Brief
Go through the listing that follows and report the number of lines with the string "buckle" in them, nothing more.

##### Exercise material

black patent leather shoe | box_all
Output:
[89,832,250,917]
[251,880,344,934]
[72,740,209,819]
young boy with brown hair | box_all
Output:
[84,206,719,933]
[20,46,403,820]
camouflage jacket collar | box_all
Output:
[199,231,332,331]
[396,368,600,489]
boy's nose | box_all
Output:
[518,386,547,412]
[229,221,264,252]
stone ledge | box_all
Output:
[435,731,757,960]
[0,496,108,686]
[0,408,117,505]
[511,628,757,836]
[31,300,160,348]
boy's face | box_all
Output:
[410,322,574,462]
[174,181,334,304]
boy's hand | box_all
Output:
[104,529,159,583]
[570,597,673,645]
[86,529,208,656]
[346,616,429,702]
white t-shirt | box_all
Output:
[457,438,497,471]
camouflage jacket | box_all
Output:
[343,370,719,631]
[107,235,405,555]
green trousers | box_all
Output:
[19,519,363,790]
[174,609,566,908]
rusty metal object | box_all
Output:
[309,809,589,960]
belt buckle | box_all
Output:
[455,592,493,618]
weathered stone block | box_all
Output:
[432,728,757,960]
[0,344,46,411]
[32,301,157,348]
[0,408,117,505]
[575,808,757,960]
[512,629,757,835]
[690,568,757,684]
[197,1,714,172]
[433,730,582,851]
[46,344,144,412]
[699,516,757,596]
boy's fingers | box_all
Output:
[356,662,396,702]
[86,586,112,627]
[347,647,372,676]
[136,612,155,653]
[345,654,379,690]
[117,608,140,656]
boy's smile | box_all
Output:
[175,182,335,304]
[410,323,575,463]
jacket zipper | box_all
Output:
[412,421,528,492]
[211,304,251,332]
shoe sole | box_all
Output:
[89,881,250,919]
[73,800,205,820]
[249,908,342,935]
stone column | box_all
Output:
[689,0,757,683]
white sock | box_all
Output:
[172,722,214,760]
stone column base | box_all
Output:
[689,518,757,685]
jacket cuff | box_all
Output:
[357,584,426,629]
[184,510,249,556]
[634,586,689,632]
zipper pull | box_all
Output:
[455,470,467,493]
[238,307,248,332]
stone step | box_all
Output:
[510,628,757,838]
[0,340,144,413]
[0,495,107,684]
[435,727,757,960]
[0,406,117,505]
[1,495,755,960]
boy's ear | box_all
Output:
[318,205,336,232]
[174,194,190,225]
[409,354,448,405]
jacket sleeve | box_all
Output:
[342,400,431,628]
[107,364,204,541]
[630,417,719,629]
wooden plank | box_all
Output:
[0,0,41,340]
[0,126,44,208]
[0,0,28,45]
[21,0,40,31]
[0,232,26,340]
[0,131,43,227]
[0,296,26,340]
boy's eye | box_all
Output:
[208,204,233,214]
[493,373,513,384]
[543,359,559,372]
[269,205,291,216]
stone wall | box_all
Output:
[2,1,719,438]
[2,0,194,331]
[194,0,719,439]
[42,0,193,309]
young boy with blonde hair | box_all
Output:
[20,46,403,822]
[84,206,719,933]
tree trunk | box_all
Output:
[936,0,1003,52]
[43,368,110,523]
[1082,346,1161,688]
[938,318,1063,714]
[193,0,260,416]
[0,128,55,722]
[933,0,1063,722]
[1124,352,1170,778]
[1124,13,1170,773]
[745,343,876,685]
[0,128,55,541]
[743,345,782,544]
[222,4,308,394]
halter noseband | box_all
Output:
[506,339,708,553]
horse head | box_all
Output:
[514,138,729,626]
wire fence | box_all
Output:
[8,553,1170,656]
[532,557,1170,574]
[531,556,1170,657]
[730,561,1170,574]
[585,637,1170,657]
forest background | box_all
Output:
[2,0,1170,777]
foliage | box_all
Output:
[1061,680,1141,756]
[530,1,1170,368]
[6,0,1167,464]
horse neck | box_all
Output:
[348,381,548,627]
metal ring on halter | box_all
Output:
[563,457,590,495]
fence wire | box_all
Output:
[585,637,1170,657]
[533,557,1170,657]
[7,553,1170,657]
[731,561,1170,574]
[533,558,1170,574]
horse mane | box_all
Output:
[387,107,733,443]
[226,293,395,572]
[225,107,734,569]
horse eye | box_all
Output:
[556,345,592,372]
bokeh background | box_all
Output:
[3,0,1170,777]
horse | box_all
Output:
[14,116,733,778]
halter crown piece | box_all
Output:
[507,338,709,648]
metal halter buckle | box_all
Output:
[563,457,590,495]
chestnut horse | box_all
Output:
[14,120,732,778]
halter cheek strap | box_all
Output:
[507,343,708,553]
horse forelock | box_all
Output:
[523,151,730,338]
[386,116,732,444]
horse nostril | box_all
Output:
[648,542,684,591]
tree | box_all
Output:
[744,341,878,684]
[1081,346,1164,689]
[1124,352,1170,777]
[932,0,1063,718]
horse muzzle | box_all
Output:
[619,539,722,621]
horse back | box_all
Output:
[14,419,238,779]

##########

Output of the exercise
2